* [Aufgabenstellung]: Nennen Sie bitte alle geografischen Namen, die im Textauszug zum Schienenverkehr in Tansania in dem Abschnitt über die Bahnstrecke von 1879 vorkommen.

* [Textauszug]:
+++

Der Schienenverkehr in Tansania wird heute in drei technisch voneinander unabhängigen Eisenbahnsystemen, der Tansanischen Staatsbahn und der Tanzania–Zambia Railway (TAZARA), betrieben.
Auf Unguja wurde eine erste Bahnstrecke im Jahr 1879 erbaut, die den Sultanspalast in der Stone Town mit seinem Landsitz im zehn Kilometer südlich gelegenen Chukwani verband. Die Wagen wurden zunächst von Maultieren gezogen. Ab 1881 kam eine Bagnall-Lokomotive zum Einsatz. Nach dem Tode von Sultan Bargash bin Said wurde diese Bahn wieder abgebaut und das Material verschrottet.

+++

* [Material]:
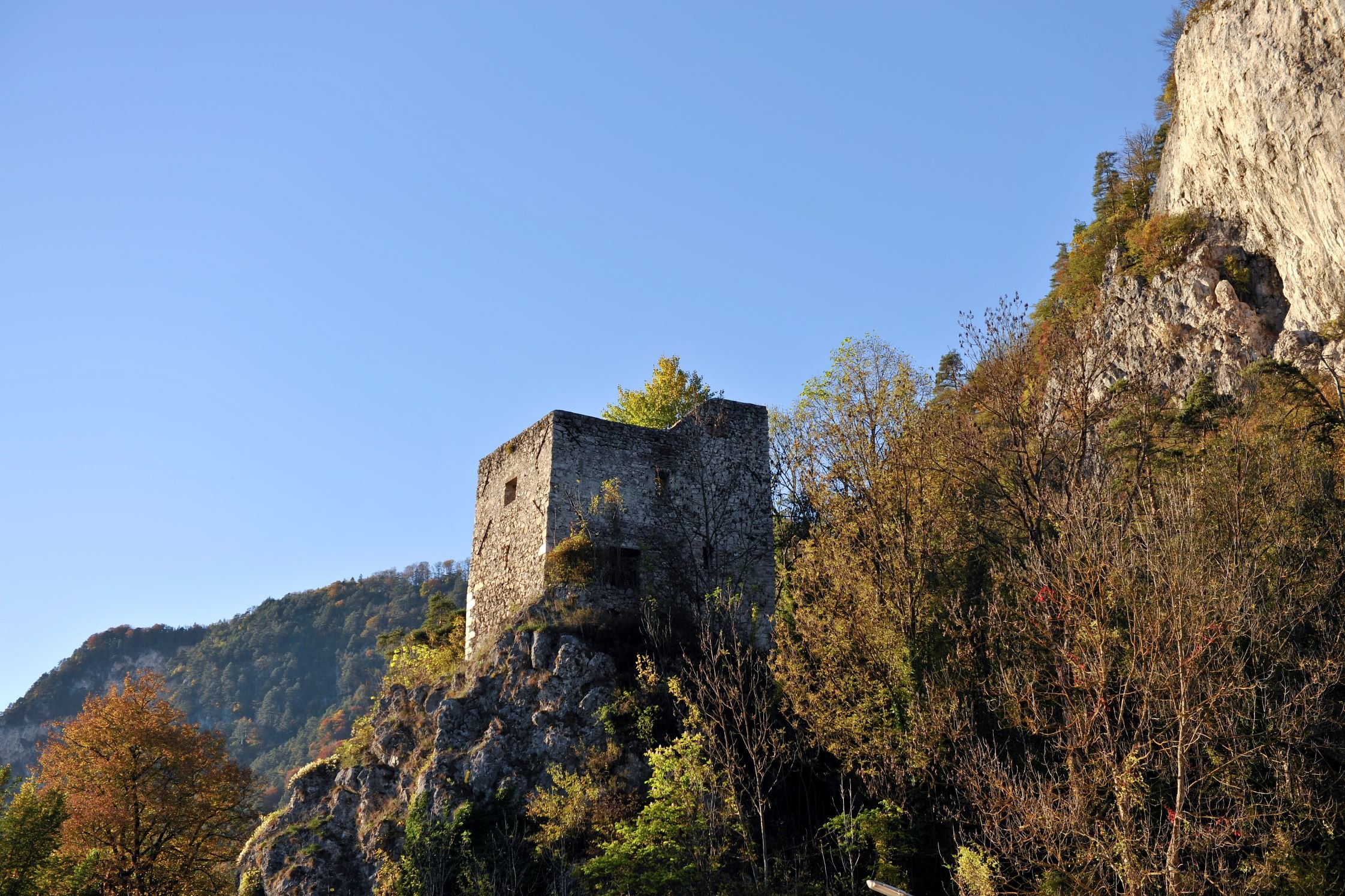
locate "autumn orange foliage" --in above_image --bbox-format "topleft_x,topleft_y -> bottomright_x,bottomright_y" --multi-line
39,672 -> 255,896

+++

* [Bearbeitete Aufgabe]: Unguja, Stone Town, Chukwani